TASK OBJECTIVE
Substitute "lawn area" for "grass patch" in the lines starting at the first line and ending at the line that contains "[94,28,138,208]", and reproduce those lines with no other changes.
╭──
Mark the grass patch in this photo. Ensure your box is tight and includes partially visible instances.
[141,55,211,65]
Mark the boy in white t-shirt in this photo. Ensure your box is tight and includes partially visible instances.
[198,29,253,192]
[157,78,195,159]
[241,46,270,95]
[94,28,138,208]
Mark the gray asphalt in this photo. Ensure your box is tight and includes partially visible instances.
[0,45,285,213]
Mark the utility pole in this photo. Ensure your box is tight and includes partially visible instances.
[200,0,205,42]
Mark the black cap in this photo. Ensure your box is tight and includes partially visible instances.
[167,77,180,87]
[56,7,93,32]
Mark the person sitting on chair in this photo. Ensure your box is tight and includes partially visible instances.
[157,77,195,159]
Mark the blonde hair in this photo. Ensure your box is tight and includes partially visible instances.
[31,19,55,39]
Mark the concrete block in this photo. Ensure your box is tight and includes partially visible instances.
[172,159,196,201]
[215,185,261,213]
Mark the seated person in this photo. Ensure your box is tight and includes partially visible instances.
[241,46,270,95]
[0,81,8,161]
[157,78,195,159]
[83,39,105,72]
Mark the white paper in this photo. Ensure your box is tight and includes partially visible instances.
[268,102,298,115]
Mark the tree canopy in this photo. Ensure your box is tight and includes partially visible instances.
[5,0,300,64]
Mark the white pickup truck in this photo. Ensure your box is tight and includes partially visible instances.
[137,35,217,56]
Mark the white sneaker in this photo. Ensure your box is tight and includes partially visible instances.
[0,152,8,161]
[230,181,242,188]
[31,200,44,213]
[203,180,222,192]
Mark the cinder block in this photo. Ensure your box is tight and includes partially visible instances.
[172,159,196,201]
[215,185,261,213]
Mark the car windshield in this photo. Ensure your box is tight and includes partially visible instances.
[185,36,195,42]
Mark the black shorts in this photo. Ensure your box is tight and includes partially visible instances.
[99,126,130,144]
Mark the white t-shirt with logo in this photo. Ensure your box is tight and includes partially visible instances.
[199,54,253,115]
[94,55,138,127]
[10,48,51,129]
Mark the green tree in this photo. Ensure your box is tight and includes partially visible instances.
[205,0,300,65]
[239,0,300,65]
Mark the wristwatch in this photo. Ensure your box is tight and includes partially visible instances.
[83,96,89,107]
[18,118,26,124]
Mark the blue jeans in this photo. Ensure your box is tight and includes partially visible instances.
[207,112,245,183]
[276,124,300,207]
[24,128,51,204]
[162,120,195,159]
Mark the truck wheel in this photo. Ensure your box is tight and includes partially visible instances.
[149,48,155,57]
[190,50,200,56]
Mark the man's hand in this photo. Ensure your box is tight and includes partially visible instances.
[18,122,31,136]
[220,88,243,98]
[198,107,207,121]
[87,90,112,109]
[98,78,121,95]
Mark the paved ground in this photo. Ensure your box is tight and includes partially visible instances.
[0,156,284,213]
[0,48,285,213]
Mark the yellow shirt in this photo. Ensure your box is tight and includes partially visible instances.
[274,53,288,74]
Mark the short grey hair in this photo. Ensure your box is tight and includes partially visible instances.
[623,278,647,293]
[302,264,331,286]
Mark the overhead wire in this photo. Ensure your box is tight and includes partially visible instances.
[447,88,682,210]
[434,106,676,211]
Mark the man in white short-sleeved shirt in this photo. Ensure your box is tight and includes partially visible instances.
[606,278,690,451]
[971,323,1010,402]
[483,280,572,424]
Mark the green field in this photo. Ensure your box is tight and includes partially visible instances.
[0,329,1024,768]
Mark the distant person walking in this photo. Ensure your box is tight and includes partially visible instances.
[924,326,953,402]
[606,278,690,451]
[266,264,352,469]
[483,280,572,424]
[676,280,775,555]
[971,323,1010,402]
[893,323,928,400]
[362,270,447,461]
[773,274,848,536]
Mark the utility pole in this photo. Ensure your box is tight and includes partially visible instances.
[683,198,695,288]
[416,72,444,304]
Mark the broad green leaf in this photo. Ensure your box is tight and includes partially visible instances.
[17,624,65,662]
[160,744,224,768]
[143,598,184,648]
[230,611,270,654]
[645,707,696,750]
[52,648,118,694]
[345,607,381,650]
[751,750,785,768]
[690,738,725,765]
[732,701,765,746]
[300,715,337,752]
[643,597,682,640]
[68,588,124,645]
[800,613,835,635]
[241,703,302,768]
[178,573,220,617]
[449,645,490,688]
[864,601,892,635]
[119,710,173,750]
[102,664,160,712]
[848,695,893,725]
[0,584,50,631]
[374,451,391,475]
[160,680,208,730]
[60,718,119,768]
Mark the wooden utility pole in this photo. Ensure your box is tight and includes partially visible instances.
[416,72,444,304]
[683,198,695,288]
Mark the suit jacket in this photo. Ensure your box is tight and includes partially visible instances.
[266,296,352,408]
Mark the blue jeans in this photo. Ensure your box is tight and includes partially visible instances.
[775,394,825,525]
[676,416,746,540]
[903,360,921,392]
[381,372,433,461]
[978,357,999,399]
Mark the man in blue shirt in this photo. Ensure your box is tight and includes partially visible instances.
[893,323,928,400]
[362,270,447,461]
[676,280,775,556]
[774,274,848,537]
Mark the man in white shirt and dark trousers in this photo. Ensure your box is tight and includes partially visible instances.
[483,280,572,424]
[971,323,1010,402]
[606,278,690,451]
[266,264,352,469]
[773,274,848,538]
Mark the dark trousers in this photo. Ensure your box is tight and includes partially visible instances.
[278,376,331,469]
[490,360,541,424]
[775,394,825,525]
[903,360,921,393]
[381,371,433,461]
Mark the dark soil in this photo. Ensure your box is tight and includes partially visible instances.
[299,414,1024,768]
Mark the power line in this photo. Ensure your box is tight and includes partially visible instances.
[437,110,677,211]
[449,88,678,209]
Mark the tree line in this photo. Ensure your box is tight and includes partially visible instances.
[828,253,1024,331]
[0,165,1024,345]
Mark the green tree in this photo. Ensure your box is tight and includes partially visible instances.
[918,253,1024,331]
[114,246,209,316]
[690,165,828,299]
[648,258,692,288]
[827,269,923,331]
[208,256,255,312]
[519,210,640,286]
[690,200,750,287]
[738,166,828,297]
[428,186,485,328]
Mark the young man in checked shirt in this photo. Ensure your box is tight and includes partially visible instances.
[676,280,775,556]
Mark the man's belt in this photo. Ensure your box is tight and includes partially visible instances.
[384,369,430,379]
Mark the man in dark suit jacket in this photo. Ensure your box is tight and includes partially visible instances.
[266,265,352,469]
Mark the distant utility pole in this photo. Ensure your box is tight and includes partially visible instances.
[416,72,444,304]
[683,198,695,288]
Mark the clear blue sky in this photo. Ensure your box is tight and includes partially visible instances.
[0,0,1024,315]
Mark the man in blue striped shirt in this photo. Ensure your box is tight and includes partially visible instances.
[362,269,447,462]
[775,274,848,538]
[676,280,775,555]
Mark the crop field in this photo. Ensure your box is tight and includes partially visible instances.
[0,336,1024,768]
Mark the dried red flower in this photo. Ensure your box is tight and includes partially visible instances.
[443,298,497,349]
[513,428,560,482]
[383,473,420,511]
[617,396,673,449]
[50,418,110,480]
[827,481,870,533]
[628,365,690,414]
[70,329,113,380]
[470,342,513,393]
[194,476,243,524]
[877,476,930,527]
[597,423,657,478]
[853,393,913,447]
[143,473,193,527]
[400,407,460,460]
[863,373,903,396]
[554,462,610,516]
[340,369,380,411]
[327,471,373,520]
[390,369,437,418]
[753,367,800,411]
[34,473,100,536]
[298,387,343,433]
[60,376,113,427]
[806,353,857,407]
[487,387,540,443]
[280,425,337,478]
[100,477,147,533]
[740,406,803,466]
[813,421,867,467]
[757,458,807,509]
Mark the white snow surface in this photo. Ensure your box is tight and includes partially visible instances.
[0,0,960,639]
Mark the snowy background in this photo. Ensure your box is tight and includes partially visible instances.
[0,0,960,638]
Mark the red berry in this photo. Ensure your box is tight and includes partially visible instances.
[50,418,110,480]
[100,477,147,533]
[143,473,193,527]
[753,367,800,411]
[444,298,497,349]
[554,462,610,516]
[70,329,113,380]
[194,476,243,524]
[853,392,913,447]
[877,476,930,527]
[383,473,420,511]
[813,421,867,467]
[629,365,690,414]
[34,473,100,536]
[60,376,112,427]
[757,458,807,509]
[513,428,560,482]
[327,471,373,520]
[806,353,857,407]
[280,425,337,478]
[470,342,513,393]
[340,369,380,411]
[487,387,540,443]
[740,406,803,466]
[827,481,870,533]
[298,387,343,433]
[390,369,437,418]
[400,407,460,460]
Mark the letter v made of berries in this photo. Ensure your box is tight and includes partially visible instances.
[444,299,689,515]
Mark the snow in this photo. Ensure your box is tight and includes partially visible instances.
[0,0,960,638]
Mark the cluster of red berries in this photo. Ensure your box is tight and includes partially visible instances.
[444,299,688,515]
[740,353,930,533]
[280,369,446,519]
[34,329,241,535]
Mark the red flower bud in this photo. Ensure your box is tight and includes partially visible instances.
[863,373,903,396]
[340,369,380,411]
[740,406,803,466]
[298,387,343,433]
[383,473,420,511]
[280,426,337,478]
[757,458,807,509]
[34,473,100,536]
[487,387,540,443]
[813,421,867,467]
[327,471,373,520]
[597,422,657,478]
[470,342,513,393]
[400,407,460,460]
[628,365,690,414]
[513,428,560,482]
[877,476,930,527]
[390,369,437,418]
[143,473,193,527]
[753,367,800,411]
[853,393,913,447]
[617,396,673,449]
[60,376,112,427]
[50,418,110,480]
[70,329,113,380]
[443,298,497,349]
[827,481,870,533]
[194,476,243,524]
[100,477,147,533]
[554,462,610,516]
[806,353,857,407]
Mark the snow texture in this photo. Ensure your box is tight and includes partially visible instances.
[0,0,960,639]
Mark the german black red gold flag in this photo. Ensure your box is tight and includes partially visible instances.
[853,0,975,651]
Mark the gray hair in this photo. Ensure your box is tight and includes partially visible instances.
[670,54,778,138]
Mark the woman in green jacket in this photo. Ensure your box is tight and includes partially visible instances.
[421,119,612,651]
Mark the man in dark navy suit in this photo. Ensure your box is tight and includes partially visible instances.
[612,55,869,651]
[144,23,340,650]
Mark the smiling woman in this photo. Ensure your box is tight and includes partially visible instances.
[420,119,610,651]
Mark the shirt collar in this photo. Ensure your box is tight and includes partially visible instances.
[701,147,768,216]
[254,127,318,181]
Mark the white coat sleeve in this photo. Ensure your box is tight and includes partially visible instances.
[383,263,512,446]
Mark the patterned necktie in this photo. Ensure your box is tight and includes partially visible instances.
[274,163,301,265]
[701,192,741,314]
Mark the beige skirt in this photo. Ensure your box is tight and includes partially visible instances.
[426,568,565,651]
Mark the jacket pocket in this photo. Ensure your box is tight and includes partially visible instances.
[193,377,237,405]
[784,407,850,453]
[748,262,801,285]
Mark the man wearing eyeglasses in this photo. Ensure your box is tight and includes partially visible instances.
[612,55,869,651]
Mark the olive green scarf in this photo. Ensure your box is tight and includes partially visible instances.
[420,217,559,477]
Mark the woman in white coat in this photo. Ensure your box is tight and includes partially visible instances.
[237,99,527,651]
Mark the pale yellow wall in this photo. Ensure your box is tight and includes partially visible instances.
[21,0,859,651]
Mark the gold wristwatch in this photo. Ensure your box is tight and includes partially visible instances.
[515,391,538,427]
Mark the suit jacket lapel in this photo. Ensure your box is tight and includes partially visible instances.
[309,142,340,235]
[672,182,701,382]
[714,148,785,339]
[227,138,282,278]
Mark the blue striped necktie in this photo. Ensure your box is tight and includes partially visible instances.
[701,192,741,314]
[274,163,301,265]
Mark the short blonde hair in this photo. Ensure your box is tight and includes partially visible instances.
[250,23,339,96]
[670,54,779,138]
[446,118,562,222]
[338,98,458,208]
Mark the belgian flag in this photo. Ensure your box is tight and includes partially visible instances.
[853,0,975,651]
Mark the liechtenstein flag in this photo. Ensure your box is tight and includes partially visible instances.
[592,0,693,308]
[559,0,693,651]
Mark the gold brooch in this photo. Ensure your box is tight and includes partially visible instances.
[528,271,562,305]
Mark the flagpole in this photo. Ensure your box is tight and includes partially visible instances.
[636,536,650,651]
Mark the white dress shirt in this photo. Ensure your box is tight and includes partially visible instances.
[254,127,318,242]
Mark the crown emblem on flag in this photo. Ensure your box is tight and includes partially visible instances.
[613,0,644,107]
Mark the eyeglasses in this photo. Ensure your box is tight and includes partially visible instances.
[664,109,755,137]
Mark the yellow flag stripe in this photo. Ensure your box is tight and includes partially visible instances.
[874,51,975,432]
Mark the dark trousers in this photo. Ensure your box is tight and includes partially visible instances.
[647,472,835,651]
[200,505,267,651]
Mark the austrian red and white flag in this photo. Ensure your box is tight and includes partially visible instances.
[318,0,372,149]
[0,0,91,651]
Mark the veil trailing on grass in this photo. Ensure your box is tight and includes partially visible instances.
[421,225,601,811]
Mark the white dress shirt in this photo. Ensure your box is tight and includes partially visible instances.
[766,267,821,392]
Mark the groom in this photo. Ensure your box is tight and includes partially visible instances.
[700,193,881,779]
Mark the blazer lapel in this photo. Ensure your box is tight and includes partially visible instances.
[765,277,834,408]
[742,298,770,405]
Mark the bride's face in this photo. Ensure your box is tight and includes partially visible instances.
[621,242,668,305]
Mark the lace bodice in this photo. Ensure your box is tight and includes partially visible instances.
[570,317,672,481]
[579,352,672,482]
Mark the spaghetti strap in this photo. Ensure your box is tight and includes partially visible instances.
╰──
TASK OUTPUT
Mark the lawn area in this photo. Ensure your box is tight and includes partially visible instances.
[141,55,211,65]
Mark the boy in white t-shirt in this photo. Ensure your box is tight and includes partially visible instances.
[198,29,253,192]
[157,78,195,159]
[241,46,270,95]
[94,28,138,208]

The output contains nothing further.